GENERAL RESPONSIBILITIES
1.01
Integrity
Child
welfare professionals should carry out their professional responsibilities with
integrity, treating those with whom they have professional relationships in
a dignified, respectful, honest, and fair manner.
1.02
Propriety
Child
welfare professionals should maintain high standards of personal moral conduct
when engaged in professional activity. Personal standards and conduct are private
matters except when such conduct may compromise professional responsibilities
or reduce public confidence in the child welfare field.
1.03
Competence
a.
Child welfare professionals should provide services only within the boundaries
of their competence based on their education, training, supervised experience,
and professional experience.
b.
Child welfare professionals should accurately represent their qualifications,
educational backgrounds, and professional credentials.
c.
Child welfare professionals should be aware of current professional information
and take advantage of continuing professional education in order to maintain
a high level of competence.
1.04
Avoiding Harm
Child
welfare professionals should act in the best interest of those toward whom they
have professional responsibilities. It is understood, however, that choices
must often be made from among competing values and responsibilities resulting
in some values being given priority over others.
a.
Child welfare professionals should promote the welfare of those toward whom
they have professional responsibilities.
b.
Child welfare professionals should avoid harming those toward whom they have
professional responsibilities.
c.
Child welfare professionals should minimize harm when it is unavoidable.
1.05
Nondiscrimination
a.
Child welfare professionals should not engage in and should act to prevent discriminatory
behavior based on age, gender, race, ethnicity, national origin, religion, sexual
orientation, disability, socioeconomic status, or any basis proscribed by law.
b.
Where personal or cultural differences could significantly affect child welfare
professionals’ intervention with a particular individual or groups, child
welfare professionals should seek and obtain the supervision and training necessary
to ensure that the intervention is unbiased, competent, and culturally appropriate.
1.06
Sexual Harassment
Child
welfare professionals should not engage in and should act to prevent sexual
harassment.
1.07
Conflict of Interest
1.07(a)
Multiple Relationships
Child
welfare professionals should take into consideration the potential harm that
intimate, social or other nonprofessional contacts and relationships with clients,
family members, foster parents, colleagues and supervisors could have on their
professional objective judgment and performance.
1.
Child welfare professionals should avoid any conduct that would lead a reasonable
person to conclude that the child welfare professional might be biased or motivated
by personal interest in the performance of duties.
2.
Whenever feasible, child welfare professionals should avoid professional relationships
when a preexisting nonprofessional relationship is present.
3.
Child welfare professionals should discuss past, existing and potential multiple
relationships with their appropriate superiors and resolve them in a manner
which avoids harming and/or exploiting affected persons.
4.
Child welfare professionals who are also foster parents should disclose and
have ongoing discussions regarding these dual roles with their appropriate superior
in order to prevent conflicts of interest, abuse of power, or the suggestion
of impropriety in carrying out professional activities.
1.07(b)
Private Interests
1.

◆ DATA SHOWN ◆

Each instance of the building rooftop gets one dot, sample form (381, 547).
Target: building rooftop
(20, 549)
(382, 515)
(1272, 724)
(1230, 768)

◆ PROBLEM SET ◆
1. Reproduce the text on child welfare professionals' general responsibilities from "Whenever feasible, child" to "exploiting affected persons.".
2. Pick out every line of the listing that contains the string "rooftop", treating uppercase and lowercase letters as distinct.

◆ CORRECT ANSWERS ◆
1.
Whenever feasible, child welfare professionals should avoid professional relationships
when a preexisting nonprofessional relationship is present.
3.
Child welfare professionals should discuss past, existing and potential multiple
relationships with their appropriate superiors and resolve them in a manner
which avoids harming and/or exploiting affected persons.

2.
Each instance of the building rooftop gets one dot, sample form (381, 547).
Target: building rooftop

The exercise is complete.